* [Excerpted passage]:
++++

And guess what- I got more virgin queens I had planned on and just ripped frames from every which colony I had- threw together mating nucs all in the same yard not caring who flew back to where... and all in a lovely 95 degree Virginia summer afternoon.... They all mated and survived so far.


----------



## squarepeg

yep. hmm.....


----------



## squarepeg

first grafts attempted today, got my fingers crossed!


----------



## Lburou

squarepeg said:


> first grafts attempted today, got my fingers crossed!


We want to see pictures! I have confidence in you squarepeg.


----------



## squarepeg

thanks a lot lee! i have been meaning to get a camera for the beeyard........


----------



## Lauri

SQUAREPEG!
I just found this in your starter hive!










Wait a minute....That was in MY starter. :doh:


----------



## jim lyon

Welcome to the club Lauri. I'm good for a few of those myself each year. A word of warning, though, the damage may not be over yet. There is often a "ripple effect" as I have seen where some of those virgins may escape into nearby finishers. Monitor any neighboring hives closely.

++++

* [Dataset]:
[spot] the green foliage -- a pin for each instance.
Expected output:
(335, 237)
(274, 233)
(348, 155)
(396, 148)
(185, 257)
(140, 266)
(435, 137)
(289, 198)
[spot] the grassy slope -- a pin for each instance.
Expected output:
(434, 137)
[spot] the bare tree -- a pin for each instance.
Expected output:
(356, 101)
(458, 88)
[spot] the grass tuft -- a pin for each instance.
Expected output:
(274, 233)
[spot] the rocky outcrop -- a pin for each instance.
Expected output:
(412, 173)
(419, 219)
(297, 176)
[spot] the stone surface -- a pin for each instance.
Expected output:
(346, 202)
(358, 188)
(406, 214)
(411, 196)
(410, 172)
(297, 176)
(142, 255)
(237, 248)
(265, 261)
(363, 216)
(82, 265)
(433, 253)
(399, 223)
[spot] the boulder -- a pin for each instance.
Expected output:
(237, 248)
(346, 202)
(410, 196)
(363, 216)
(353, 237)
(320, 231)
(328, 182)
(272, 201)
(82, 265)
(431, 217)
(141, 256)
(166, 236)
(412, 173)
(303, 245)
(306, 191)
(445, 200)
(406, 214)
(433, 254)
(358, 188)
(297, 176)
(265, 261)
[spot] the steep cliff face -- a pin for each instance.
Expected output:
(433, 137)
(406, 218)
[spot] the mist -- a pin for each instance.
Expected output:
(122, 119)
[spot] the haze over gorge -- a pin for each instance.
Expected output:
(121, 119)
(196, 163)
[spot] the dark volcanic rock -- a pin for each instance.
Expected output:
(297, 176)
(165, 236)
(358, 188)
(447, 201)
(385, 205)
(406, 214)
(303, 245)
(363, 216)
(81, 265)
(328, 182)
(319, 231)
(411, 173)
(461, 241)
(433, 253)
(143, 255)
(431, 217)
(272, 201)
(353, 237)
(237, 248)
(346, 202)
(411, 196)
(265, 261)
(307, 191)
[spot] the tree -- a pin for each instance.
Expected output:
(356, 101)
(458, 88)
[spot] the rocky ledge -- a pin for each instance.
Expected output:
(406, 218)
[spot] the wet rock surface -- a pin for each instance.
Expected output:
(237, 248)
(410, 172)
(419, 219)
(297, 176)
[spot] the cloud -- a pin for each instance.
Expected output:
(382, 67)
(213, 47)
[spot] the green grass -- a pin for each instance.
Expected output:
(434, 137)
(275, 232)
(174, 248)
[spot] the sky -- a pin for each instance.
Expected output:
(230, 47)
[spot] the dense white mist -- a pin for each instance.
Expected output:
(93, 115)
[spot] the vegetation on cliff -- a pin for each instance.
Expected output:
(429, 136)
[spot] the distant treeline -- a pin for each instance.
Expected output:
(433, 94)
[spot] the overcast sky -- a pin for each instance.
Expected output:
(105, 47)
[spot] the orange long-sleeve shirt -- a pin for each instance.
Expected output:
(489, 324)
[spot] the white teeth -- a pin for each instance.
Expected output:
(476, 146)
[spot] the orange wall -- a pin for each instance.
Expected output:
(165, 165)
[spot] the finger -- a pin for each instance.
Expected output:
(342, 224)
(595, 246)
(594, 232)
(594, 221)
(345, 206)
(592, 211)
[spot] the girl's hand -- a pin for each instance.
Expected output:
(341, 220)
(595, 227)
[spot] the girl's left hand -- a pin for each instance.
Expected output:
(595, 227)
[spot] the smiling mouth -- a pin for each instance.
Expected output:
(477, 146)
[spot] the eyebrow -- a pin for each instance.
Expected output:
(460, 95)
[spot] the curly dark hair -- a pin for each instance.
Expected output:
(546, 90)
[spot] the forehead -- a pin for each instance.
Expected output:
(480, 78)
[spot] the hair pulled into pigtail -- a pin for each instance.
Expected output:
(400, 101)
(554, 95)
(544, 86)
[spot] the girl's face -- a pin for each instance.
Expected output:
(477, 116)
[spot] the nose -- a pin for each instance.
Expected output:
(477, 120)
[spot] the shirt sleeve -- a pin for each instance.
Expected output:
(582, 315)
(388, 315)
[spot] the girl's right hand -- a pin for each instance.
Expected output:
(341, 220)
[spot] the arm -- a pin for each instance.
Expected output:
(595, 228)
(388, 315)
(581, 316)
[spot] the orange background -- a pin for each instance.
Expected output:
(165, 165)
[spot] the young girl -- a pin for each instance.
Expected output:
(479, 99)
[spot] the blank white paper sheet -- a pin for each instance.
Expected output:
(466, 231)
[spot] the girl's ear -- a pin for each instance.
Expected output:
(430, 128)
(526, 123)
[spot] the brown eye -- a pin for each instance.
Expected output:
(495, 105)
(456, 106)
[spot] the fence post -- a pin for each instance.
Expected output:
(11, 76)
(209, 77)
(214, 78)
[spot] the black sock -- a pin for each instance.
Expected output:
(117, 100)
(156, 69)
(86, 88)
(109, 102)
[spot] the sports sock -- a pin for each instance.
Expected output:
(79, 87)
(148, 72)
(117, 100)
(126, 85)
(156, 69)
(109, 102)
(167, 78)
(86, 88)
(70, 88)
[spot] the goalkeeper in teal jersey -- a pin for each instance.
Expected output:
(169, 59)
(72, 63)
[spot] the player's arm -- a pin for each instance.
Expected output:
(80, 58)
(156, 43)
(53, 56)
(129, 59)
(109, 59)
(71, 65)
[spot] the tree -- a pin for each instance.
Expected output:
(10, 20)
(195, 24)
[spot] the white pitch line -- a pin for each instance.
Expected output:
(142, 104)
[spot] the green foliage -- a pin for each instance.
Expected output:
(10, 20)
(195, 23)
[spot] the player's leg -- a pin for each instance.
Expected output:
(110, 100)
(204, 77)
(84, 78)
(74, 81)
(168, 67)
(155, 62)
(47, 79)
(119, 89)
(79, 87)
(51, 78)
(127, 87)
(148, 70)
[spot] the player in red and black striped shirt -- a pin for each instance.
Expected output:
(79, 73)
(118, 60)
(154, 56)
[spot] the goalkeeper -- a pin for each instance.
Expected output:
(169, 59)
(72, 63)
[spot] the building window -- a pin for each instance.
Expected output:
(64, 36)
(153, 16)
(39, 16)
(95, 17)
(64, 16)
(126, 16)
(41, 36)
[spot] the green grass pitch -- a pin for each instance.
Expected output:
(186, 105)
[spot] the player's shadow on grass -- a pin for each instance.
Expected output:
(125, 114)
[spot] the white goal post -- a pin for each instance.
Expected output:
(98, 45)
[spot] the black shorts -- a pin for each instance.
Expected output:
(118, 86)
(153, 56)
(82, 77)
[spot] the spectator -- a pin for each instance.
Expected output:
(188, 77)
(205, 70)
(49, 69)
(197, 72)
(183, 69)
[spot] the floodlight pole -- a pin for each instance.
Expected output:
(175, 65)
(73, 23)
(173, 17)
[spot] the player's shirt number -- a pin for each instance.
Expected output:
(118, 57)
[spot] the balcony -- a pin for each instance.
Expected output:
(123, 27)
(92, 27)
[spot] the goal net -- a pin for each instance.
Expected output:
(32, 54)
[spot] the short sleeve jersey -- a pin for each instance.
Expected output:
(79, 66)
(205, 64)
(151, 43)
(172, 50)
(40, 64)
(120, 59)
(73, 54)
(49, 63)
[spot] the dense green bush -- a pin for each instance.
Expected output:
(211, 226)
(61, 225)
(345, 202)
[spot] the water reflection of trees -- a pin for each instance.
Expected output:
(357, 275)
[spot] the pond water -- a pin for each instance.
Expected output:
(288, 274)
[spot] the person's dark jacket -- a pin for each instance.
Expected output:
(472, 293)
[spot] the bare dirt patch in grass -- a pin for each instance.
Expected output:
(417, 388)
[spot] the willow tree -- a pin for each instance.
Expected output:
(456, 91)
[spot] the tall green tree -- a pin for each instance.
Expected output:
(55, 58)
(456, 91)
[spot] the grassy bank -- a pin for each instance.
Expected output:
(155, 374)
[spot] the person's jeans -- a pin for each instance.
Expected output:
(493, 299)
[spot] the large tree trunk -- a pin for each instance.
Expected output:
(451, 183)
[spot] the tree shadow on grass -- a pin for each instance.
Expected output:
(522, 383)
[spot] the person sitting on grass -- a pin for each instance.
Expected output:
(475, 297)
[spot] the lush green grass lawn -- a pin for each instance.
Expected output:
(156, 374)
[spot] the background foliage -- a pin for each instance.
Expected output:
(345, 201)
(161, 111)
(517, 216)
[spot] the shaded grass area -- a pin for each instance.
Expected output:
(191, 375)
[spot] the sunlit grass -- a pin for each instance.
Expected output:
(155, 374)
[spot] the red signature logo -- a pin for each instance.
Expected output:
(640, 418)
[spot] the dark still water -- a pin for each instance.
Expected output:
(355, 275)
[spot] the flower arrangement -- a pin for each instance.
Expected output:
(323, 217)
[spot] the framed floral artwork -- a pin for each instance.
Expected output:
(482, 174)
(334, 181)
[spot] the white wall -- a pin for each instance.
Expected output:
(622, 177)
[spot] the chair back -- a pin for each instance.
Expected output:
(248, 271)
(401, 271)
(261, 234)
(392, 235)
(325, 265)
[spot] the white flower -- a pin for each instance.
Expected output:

++++

* [Jobs]:
1. Answer these questions about the beekeeping thread, marking each answer with its letter.
(a) What temperature is given for the Virginia summer afternoon when the mating nucs were assembled?
(b) What did squarepeg first attempt on the day of the post?
(c) According to jim lyon, where may some of the virgins escape to?
2. Output the part of the beekeeping thread starting with "## jim lyon" and going on through "neighboring hives closely.", copied word for word.

* [Results by task]:
1.
(a) 95 degrees
(b) Grafts
(c) Into nearby finishers

2.
## jim lyon

Welcome to the club Lauri. I'm good for a few of those myself each year. A word of warning, though, the damage may not be over yet. There is often a "ripple effect" as I have seen where some of those virgins may escape into nearby finishers. Monitor any neighboring hives closely.